=== Items from a dataset ===
= = =

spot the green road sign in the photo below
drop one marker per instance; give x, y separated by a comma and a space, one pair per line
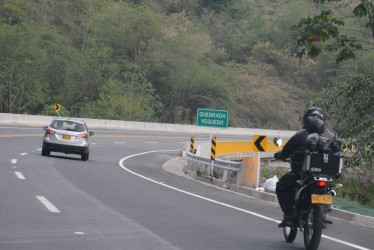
212, 118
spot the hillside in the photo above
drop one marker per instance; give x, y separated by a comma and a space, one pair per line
162, 60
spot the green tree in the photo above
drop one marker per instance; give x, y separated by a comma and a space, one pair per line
329, 27
21, 68
50, 111
116, 102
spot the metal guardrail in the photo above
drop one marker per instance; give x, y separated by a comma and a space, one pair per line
223, 164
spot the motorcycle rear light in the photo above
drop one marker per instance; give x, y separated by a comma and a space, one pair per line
50, 132
321, 183
83, 135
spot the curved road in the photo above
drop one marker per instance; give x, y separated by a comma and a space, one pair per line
122, 198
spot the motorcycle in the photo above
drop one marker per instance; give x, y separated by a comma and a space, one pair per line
313, 197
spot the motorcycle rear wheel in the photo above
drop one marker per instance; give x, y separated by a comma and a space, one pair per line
290, 233
313, 228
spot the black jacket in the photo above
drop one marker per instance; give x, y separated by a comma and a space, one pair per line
295, 148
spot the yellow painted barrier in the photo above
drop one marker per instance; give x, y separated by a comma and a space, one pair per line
249, 172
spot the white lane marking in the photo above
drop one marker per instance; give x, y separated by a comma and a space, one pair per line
47, 204
121, 164
20, 175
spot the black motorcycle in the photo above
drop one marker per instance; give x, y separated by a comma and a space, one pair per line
313, 197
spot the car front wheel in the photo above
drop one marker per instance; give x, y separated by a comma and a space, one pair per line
45, 152
84, 157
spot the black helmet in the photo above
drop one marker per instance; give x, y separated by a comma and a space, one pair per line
314, 120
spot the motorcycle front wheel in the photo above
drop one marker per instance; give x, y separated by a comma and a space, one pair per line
290, 233
313, 228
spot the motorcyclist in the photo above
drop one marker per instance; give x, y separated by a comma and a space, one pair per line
294, 149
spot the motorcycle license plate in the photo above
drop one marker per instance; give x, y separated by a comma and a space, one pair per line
66, 137
321, 199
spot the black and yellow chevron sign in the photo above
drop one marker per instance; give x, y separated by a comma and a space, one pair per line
57, 107
192, 144
213, 149
259, 143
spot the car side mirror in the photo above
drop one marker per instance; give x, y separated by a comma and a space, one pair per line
278, 141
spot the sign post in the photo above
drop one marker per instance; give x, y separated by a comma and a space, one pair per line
57, 108
212, 118
259, 145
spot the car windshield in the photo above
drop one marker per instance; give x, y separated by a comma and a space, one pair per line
68, 125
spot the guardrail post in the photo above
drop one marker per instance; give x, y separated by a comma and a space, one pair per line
224, 177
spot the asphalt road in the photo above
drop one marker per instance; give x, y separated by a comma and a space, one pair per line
122, 198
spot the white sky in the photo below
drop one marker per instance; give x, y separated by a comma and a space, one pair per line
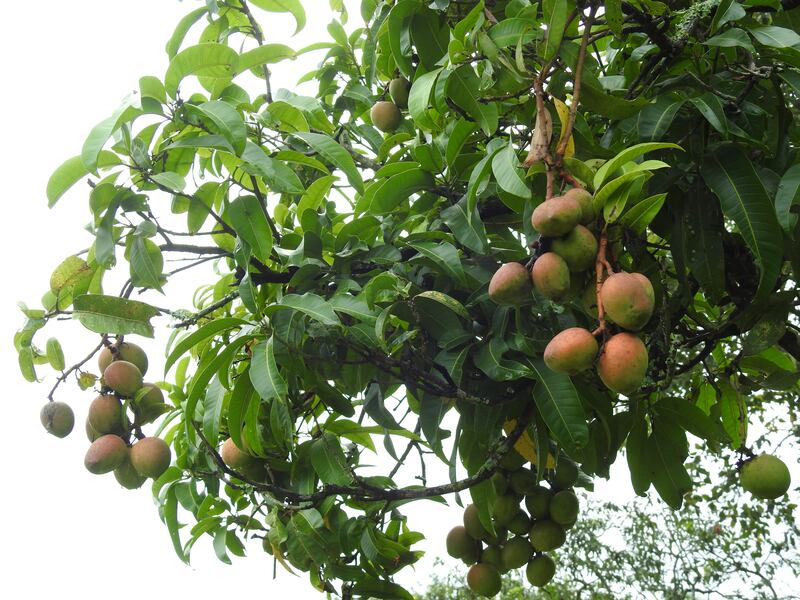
67, 533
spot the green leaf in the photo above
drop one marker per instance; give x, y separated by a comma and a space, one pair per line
787, 198
775, 37
184, 25
463, 88
507, 172
667, 449
332, 151
560, 406
264, 374
251, 224
72, 171
310, 304
114, 315
641, 214
613, 165
399, 188
291, 6
555, 14
445, 258
147, 263
263, 55
329, 461
732, 177
731, 38
226, 120
214, 62
208, 330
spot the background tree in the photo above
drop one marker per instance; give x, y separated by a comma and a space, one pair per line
354, 239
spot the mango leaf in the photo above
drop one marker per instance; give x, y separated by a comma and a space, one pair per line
250, 222
787, 198
733, 179
613, 165
560, 406
114, 315
294, 7
463, 89
216, 62
329, 461
309, 304
72, 171
332, 151
264, 374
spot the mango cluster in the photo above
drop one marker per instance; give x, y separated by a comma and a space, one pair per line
529, 520
559, 273
386, 115
108, 425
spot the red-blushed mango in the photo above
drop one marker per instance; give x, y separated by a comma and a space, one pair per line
628, 300
57, 418
125, 351
233, 456
386, 116
148, 404
578, 248
459, 543
547, 535
510, 284
123, 377
765, 476
557, 216
540, 570
586, 201
550, 276
127, 476
623, 363
150, 457
484, 580
105, 454
399, 87
106, 414
571, 351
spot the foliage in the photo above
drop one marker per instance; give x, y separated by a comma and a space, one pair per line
348, 303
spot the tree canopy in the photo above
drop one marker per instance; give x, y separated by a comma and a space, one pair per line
393, 282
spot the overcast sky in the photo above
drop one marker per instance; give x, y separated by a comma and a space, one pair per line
66, 533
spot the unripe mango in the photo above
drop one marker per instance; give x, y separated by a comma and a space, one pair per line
386, 116
484, 579
623, 363
511, 284
628, 300
127, 476
571, 351
516, 552
105, 454
126, 351
57, 418
123, 377
399, 87
578, 248
106, 414
765, 476
547, 535
586, 201
557, 216
550, 276
459, 543
540, 570
150, 457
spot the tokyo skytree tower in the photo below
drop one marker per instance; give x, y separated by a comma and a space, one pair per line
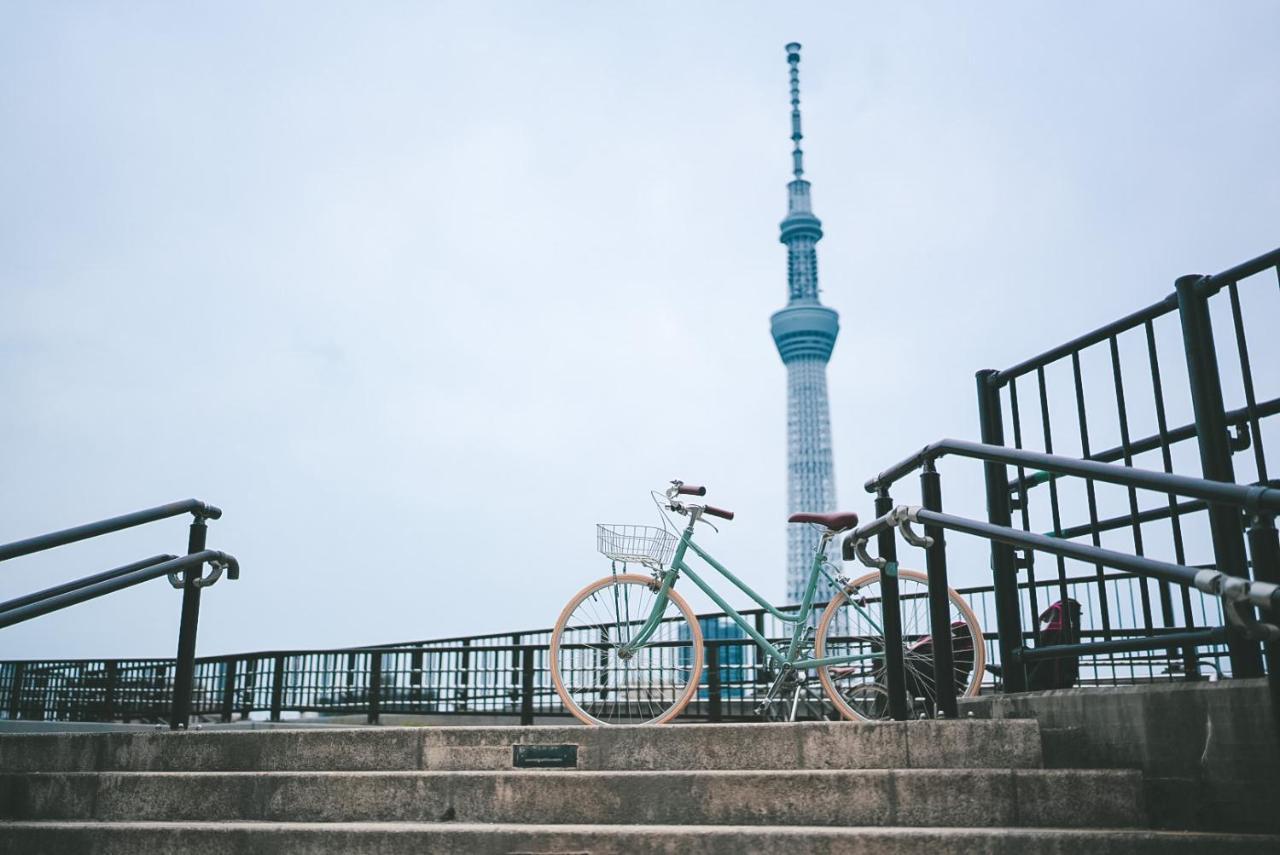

= = =

=== What is required ===
Would you mind returning each entry above word for word, skipping the images?

=== Solution ===
spot the green road sign in the photo below
drop one marker per instance; give x, y separated by a comma and a space, one pair per line
212, 118
spot the hillside in the photo above
drop one marker per instance; give x, y separated by a comma and a space, one pair per line
162, 60
spot the green tree in the photo above
drop one marker per instance; give x, y separated by a comma and a space, one pair per line
329, 27
21, 68
50, 111
116, 102
spot the metal guardrail in the photo above
drop one marker per instance; give x, y separated by a comma and a space, one pair per line
223, 164
spot the motorcycle rear light in the photo above
drop one marker per instance; give x, y separated by a comma and a space, one pair per line
50, 132
321, 183
83, 135
spot the curved road in the photo above
drop one marker per instance; give x, y separated by a comma and a space, one pair per line
122, 198
spot the motorcycle in the photo above
drop one marker per instance; give x, y separated by a comma and a space, one pair per line
313, 197
spot the motorcycle rear wheel in the photo above
drop one marker per instance; give x, y separated by a comma and a space, one pair per line
290, 233
313, 228
spot the black jacket in the photo above
drop one marker per instance; give x, y separated by a comma and a space, one pair per line
295, 148
spot the yellow painted barrier in the photo above
drop one marker per instance; give x, y separated by a comma and a space, one pair per line
249, 172
spot the white lane marking in the photo above
drop one marker per instance; give x, y separated by a comma and a space, one pair per line
47, 204
121, 164
20, 175
spot the black motorcycle in the photo above
drop one marker per instance; give x, y separated by a comma and a space, one pair per line
313, 197
spot the car front wheel in the photo above
drop one marker per instance; give x, y separated by a comma and a space, one pair per line
45, 152
84, 157
spot the black helmet in the photo above
drop one marker per instance; give x, y separated by a comma and a space, one pair per line
314, 120
spot the motorcycle front wheel in the photo above
drop one marker per instance; give x, y separated by a comma and a space, one pair per line
290, 233
313, 228
spot the motorcyclist in the photo above
drop one marker per instance; give x, y separated by a comma and a space, one pair per line
294, 149
spot the motorcycle license plate in the photo above
drop one marker per instance; give x, y separated by a comma and a space, one pair per line
66, 137
321, 199
spot the black and yellow chevron sign in the photo above
drop one marker per instance; give x, y separated by a comma and a space, one pair per line
57, 107
192, 144
213, 149
259, 143
spot the car side mirror in the photo above
drop one marker per instance; give x, y separated by a comma and a space, one pair per line
278, 141
spot the sign post in the photo above
drop one marker per instance; give x, y separated by a comma and a space, one pair per line
57, 108
212, 118
259, 145
spot the car windshield in the photo above
drop one marker per instance; give x, y separated by a comma and a space, one pair per line
68, 125
spot the guardrail post in the photo above
drop one marker per instance; give x, y separated by a comma and a space, one pair per line
224, 177
spot the asphalt road in the photo above
drop one marker per instance; give x, y separated by a comma and a space, one pair per line
122, 198
spot the white sky in the photo below
drop one marker per instance; give x, y separated by a comma and a space, one pair per line
67, 533
spot the green leaf in the photo above
drop one marker per instance; give x, y separated by a comma and a space, one pair per line
787, 198
775, 37
184, 25
463, 88
507, 172
667, 449
332, 151
560, 406
264, 374
251, 224
72, 171
310, 304
114, 315
641, 214
613, 165
399, 188
291, 6
555, 14
445, 258
147, 263
263, 55
329, 461
732, 177
731, 38
226, 120
214, 62
208, 330
spot the background tree in the photo above
drop one marker per instance; give x, y separated by a comma and a space, one pair per line
354, 239
spot the mango leaf in the photo above
drop one marker per instance; give x, y separated by a comma and a space, one pair per line
250, 222
787, 198
733, 179
613, 165
560, 406
114, 315
294, 7
463, 89
216, 62
329, 461
309, 304
72, 171
332, 151
264, 374
spot the mango cluster in the photo above
drop one marker per instance; give x, y separated by a comma and a space, one pair per line
529, 520
559, 273
386, 115
108, 425
spot the red-blushed mango in the photo above
drop one marker per instance; give x, y separated by a comma and a space, one pair per line
628, 300
57, 418
125, 351
233, 456
386, 116
148, 404
578, 248
459, 543
547, 535
510, 284
123, 377
765, 476
557, 216
540, 570
586, 201
550, 276
127, 476
623, 363
150, 457
484, 580
105, 454
399, 87
106, 414
571, 351
spot the foliage in the photo above
drop one marker per instance; give x, y separated by a comma and a space, one pair per line
348, 303
spot the tree canopy in the photo above
drop one marker per instance; give x, y separated by a comma and a space, one pair per line
393, 282
spot the overcast sky in the photo above
drop one marker per instance; give x, y separated by a comma and a space, one pair per line
66, 533
spot the unripe mango in the photo above
drop one marker per instance; give x, y separated by a comma and a space, one pair per line
386, 116
484, 579
623, 363
511, 284
628, 300
127, 476
571, 351
516, 552
105, 454
126, 351
57, 418
123, 377
399, 87
578, 248
106, 414
765, 476
547, 535
586, 201
557, 216
550, 276
459, 543
540, 570
150, 457
spot the tokyo skytree tower in the photo below
drop one marker per instance; give x, y separated by a comma and a space, one pair per line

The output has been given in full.